** Exercise passage follows **

GMOD: LuceGene

LuceGene: Document/Object Search and Retrieval for Genome Databases

Description

This is an open-source document/object search and retrieval system specially tuned for bioinformatics text databases and documents. It is part of the GMOD (Generic Model Organism Database) project, http://www.gmod.org/lucegene/, and also http://eugenes.org/gmod/lucegene/ LuceGene is similar in concept to the widely used, commercially successful, bioinformatics program SRS (Sequence Retrieval System).

It is built on top of the open-source Lucene package, http://jakarta.apache.org/lucene/ Though written in Java language, it can be used from command-line shells, and performs well that way (current uses include Perl CGI's calling lucegene).

It includes common text search features: booleans, phrases, word stemming, fuzzy and field range searches, relevance ranking. Lucene is comparable to the index/search methods used by web-indexing systems such as Glimpse, Exite, Alta-vista, and Google.

LuceGene additions include Data input adaptors for HTML; XML (e.g. MedLine); FlyBase flatfile; Biosequences (GenBank, EMBL, etc.) Basic output formats for XML, HTML via XSLT, Text, Spreadsheet Numeric Range search. It has been tested with 100,000s of FlyBase Genes, References, Game and Chado XML annotations euGenes gene summaries & Daphnia Medline, Sequences, HTML documents Lucene is used by LuceGene un-changed, but LuceGene adds Lucene class overrides for biology data.

More about LuceGene

Information Retrieval for Genomes
* IR text search/retrieval tool tuned for data access, not management
* Good for a wide range of semi-structured and complex structured data
* Better functional match for textual data common in biology than
  numeric, table-oriented RDBMS
* Easier to add new data (e.g. SRS parses 100s of existing bio-databanks)

Lucene and LuceGene
* Lucene is an open-source project at jakarta.apache.org/lucene
* Common text search features are supported: booleans, phrases, word stemming, 
	fuzzy and field range searches, relevance ranking
* Comparable to Glimpse, Exite, WAIS, Isearch, ht/dig, Alta-vista, Google 
* Author Doug Cutting has written text search engines for Apple and Excite

* WebServices are supported by Genome Directory System 
  Access to FlyBase data using  LuceGene backend, 
  with a simple server/client SOAP  interface.

* Batch searches by a list of ID/field values are a new search system feature 
  for data mining uses.  It offers efficient look up of large lists
  of values that have exact matches to a given data field.

** End of Exercise passage **
** Material supplied follows **

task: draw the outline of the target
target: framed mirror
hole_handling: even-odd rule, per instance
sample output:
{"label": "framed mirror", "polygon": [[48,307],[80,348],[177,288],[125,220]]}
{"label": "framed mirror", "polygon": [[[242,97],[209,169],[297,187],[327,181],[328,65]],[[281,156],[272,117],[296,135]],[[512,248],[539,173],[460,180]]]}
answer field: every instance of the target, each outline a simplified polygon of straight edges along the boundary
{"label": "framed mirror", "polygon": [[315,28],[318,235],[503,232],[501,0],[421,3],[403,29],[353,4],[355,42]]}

** End of Material supplied **

**Exercises:**
(a) Translate this sentence from the LuceGene page into Spanish: "LuceGene is similar in concept to the widely used, commercially successful, bioinformatics program SRS (Sequence Retrieval System)."
(b) Retype the stretch of the LuceGene page from "It includes common" through "Alta-vista, and Google.".
The data above are not needed for this exercise.

**Responses to the tasks:**
(a) LuceGene es similar en concepto al programa de bioinformática SRS (Sequence Retrieval System), ampliamente utilizado y de éxito comercial.

(b)
It includes common text search features: booleans, phrases, word stemming, fuzzy and field range searches, relevance ranking. Lucene is comparable to the index/search methods used by web-indexing systems such as Glimpse, Exite, Alta-vista, and Google.